How many lines in the records below contain the string "wing"? Reply with the number alone.

(Shape boundary entries)
....
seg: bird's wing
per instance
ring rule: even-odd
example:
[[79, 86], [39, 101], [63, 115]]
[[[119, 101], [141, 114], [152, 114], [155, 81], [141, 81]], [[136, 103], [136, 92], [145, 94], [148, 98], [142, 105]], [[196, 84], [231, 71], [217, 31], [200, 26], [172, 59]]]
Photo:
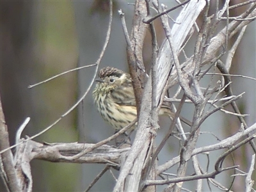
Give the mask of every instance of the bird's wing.
[[136, 106], [135, 96], [132, 85], [120, 86], [111, 93], [113, 101], [120, 106]]

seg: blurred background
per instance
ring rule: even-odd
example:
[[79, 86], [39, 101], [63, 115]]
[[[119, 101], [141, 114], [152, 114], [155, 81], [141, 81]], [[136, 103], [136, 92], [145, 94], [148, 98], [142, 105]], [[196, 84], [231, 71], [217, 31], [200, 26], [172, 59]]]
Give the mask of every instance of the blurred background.
[[[231, 3], [242, 1], [232, 1]], [[177, 5], [173, 1], [163, 2], [168, 8]], [[1, 1], [0, 3], [0, 94], [10, 141], [13, 144], [16, 131], [26, 117], [30, 116], [31, 120], [24, 135], [33, 136], [63, 115], [86, 90], [94, 74], [94, 67], [69, 73], [32, 89], [28, 89], [28, 86], [69, 69], [94, 63], [106, 38], [109, 4], [108, 1]], [[118, 10], [122, 8], [125, 13], [129, 30], [133, 16], [132, 3], [134, 1], [114, 1], [110, 40], [99, 68], [111, 66], [127, 71], [125, 42]], [[221, 3], [220, 6], [222, 6]], [[244, 6], [232, 10], [230, 16], [237, 15], [246, 8]], [[170, 15], [175, 19], [179, 10], [172, 12]], [[159, 22], [156, 20], [155, 24], [161, 45], [164, 34]], [[172, 24], [170, 21], [170, 25]], [[223, 22], [221, 27], [224, 24]], [[253, 22], [247, 28], [236, 52], [231, 73], [256, 77], [255, 26]], [[193, 51], [195, 36], [186, 47], [188, 56]], [[150, 65], [150, 36], [148, 34], [144, 46], [144, 61], [148, 67]], [[243, 113], [250, 114], [246, 120], [248, 125], [251, 125], [255, 122], [256, 116], [255, 81], [234, 77], [232, 82], [234, 94], [246, 92], [238, 104]], [[112, 135], [113, 129], [96, 111], [92, 92], [91, 90], [76, 110], [35, 140], [49, 143], [96, 143]], [[182, 116], [191, 119], [193, 112], [193, 106], [188, 104], [182, 111]], [[166, 118], [160, 120], [163, 129], [157, 134], [157, 141], [161, 141], [170, 124]], [[223, 116], [223, 113], [218, 112], [203, 124], [202, 131], [211, 131], [223, 139], [236, 132], [239, 126], [236, 118], [230, 115]], [[198, 141], [198, 146], [216, 142], [213, 136], [205, 135]], [[177, 140], [170, 140], [161, 152], [159, 163], [177, 156], [179, 144]], [[213, 158], [212, 163], [221, 152], [216, 152], [210, 156]], [[252, 154], [250, 147], [243, 146], [234, 154], [236, 163], [241, 165], [241, 169], [248, 170]], [[200, 161], [206, 164], [205, 157], [203, 156]], [[33, 191], [84, 191], [104, 167], [100, 164], [52, 163], [38, 160], [33, 161], [31, 166]], [[188, 174], [193, 173], [192, 166]], [[177, 167], [174, 167], [170, 172], [176, 170]], [[223, 173], [216, 178], [226, 186], [230, 184], [228, 173]], [[243, 177], [236, 178], [235, 191], [243, 191], [244, 179]], [[190, 188], [189, 185], [193, 186], [193, 184], [190, 182], [188, 186], [184, 186]], [[91, 191], [110, 191], [114, 185], [115, 180], [109, 173], [106, 173]], [[5, 191], [2, 184], [1, 191]]]

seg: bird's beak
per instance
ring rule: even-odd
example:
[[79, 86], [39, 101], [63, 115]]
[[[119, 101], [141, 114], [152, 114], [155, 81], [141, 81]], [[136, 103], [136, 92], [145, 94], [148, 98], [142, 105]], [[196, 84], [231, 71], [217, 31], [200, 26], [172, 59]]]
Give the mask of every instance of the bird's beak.
[[95, 81], [99, 82], [99, 83], [104, 83], [105, 81], [101, 79], [95, 79]]

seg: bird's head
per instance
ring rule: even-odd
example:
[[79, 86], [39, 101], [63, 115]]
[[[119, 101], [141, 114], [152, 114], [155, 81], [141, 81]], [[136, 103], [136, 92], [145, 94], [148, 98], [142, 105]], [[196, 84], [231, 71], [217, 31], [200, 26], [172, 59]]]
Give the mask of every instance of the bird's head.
....
Complete response
2